Он все время странно задумчив; перед ликом Спасителя контраст между великими заветами Его и действительностью представляется ему особенно ярким и вызывает в нем грустную иронию. Он припоминает Христу, как часто, пятнадцать веков назад, он говорил людям: «Хочу сделать вас свободными», и добавляет: «Вот, Ты теперь увидел этих свободных людей». Ирония замечания этого относится не только к тем, кого хотел возвысить Христос своим учением, но и к Нему самому: «Это дело, — продолжает он, — нам дорого стоило, но мы докончили его — во имя Твое. Пятнадцать веков мучились мы с этою свободой, но теперь это кончено, и кончено крепко».

Здесь говорится про начало авторитета, которое всегда и глубоко проникало Римскую Церковь и было причиною гораздо большей ее нетерпимости ко всяким отступлениям от догмы, нежели какая была присуща другим Церквам. В XVI веке, к которому относится описываемая сцена, необходимость авторитета и нерассуждающего подчинения была особенно сильно сознана Римом ввиду угрожающего движения Реформации, нарушившей тысячелетнее духовное единство Западной Европы. Явления, в которых оно выразилось, были: введение инквизиции и цензуры книг; проводниками этой идеи выступили: Тридентский собор и орден иезуитов с его учением о безусловном подчинении[78] старшим, о совершенном подавлении индивидуальной воли[79]. Но, как и повсюду в рассматриваемой «Легенде», указание на основную черту католицизма сделано потому только, что она ответила собою на некоторую вековечную нужду человечества и, следовательно, выразила в себе вечную же необходимую особенность его истории. Это становится ясно из дальнейших объяснений Инквизитора; он говорит: «Только теперь, когда мы побороли свободу, стало возможным помыслить в первый раз о счастии людей. Человек был устроен бунтовщиком; разве бунтовщики могут быть счастливыми?» — спрашивает он.

────────────────────

● **Задание**: Какие явления, согласно исходному тексту, выразили необходимость авторитета, которую Рим особенно сильно сознал в XVI веке?

────────────────────

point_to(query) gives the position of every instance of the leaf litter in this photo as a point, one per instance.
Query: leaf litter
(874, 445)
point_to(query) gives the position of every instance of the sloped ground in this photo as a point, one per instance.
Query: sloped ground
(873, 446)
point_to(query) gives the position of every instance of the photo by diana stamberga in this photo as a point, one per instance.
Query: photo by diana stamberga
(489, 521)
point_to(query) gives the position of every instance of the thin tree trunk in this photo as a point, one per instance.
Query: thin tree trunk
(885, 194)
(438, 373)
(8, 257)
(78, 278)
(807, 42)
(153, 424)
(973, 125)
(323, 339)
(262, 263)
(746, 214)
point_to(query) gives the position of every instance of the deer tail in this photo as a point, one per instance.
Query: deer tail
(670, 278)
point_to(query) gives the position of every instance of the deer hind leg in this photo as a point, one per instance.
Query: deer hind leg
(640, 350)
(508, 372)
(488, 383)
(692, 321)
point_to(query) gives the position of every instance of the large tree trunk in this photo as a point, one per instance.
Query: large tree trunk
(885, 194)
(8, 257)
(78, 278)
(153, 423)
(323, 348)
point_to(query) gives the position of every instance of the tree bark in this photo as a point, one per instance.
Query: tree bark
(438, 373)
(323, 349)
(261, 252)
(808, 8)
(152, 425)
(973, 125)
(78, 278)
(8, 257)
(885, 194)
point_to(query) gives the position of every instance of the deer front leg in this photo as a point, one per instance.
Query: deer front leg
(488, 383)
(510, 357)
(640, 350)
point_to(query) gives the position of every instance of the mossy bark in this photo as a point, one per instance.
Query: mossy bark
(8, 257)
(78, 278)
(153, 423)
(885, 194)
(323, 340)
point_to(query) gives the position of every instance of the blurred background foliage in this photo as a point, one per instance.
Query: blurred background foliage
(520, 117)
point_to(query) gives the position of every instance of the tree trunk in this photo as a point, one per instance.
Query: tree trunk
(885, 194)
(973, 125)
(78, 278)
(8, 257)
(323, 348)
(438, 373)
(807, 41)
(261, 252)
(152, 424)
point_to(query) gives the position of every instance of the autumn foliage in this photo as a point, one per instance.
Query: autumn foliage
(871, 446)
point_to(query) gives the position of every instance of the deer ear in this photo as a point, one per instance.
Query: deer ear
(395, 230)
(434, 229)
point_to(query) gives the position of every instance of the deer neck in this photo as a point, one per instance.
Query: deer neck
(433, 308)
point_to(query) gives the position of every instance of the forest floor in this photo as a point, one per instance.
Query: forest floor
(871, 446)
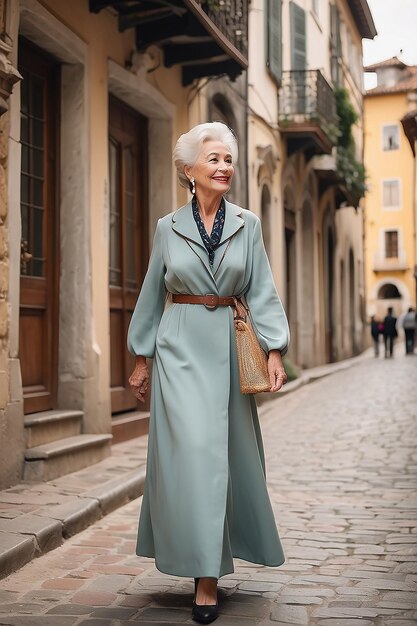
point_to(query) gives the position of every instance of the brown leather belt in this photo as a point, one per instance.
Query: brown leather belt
(210, 300)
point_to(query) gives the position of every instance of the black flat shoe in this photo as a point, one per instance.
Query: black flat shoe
(203, 613)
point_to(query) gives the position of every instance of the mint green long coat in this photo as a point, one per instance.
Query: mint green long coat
(205, 498)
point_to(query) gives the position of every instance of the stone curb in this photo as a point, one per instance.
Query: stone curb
(29, 536)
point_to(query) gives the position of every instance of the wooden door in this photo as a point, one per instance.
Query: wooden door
(128, 238)
(39, 282)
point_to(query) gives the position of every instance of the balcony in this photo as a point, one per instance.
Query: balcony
(307, 112)
(392, 264)
(206, 38)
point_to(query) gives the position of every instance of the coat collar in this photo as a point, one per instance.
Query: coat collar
(184, 224)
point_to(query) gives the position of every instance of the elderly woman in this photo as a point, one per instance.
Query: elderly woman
(205, 498)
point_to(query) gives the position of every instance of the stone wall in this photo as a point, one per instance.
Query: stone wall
(11, 413)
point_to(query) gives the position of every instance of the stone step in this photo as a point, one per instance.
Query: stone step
(47, 426)
(57, 458)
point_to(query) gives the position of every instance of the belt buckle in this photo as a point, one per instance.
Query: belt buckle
(215, 303)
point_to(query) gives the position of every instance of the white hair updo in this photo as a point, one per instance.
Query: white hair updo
(189, 145)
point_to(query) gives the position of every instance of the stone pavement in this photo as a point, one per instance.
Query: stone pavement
(37, 517)
(342, 465)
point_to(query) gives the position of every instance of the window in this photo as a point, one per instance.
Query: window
(298, 37)
(391, 193)
(390, 137)
(391, 244)
(274, 38)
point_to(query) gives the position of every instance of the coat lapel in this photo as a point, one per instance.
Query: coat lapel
(183, 224)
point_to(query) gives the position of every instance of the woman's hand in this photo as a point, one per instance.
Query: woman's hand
(277, 375)
(139, 379)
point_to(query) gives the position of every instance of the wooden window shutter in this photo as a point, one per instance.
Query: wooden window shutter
(298, 37)
(274, 38)
(335, 42)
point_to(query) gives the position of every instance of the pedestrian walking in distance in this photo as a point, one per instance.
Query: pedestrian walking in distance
(375, 332)
(390, 332)
(409, 325)
(205, 499)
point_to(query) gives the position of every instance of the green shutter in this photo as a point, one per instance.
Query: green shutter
(298, 37)
(274, 39)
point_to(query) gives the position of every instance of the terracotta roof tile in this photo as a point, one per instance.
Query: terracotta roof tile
(407, 82)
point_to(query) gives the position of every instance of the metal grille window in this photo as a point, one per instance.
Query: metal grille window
(391, 244)
(391, 193)
(390, 137)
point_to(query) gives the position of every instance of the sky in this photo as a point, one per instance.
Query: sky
(396, 23)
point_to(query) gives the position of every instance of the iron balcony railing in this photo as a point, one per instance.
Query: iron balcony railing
(306, 96)
(231, 18)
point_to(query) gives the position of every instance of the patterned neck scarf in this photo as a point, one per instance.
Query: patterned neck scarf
(212, 241)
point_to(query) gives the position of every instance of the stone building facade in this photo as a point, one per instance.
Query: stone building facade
(313, 226)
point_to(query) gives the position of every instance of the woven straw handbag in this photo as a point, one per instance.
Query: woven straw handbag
(252, 359)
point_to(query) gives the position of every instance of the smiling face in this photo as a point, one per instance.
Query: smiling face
(213, 170)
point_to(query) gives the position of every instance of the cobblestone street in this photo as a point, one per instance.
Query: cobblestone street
(341, 464)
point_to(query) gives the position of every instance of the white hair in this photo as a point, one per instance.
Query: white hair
(189, 145)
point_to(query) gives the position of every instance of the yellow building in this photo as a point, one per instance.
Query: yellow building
(390, 253)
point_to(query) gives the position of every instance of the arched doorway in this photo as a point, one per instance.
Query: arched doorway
(307, 356)
(291, 268)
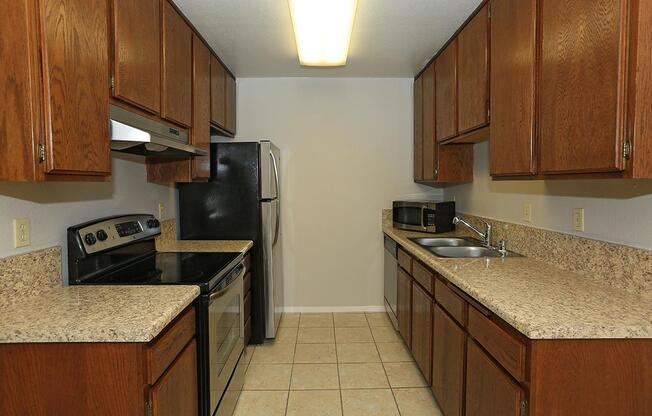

────────────────────

● **Решение задачи**: Введение инквизиции и цензуры книг.